-- Short exercise --
Render each line of the material below as a row of a Markdown table with the columns "No." and "Line," numbering the rows and omitting blank lines. Do not include the pictures in your answer.
====== The data
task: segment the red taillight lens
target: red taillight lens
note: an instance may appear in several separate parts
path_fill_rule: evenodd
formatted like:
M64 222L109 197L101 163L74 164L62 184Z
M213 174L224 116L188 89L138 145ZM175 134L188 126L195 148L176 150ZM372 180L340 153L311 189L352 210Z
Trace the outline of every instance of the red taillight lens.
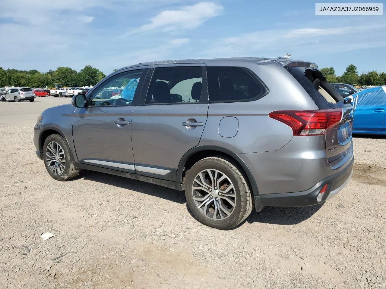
============
-- Output for this exercise --
| No. | Line |
|---|---|
| 1 | task: segment the red taillight lens |
| 2 | target: red taillight lens |
| 3 | note: an instance may appear in several separate parts |
| 4 | path_fill_rule: evenodd |
| 5 | formatted like: |
| 6 | M64 222L109 197L101 163L74 164L62 184Z |
| 7 | M213 174L224 116L188 89L138 145ZM175 134L188 126L195 148L176 150ZM372 180L340 153L311 189L352 210Z |
| 8 | Trace the outline of every instance of the red taillight lens. |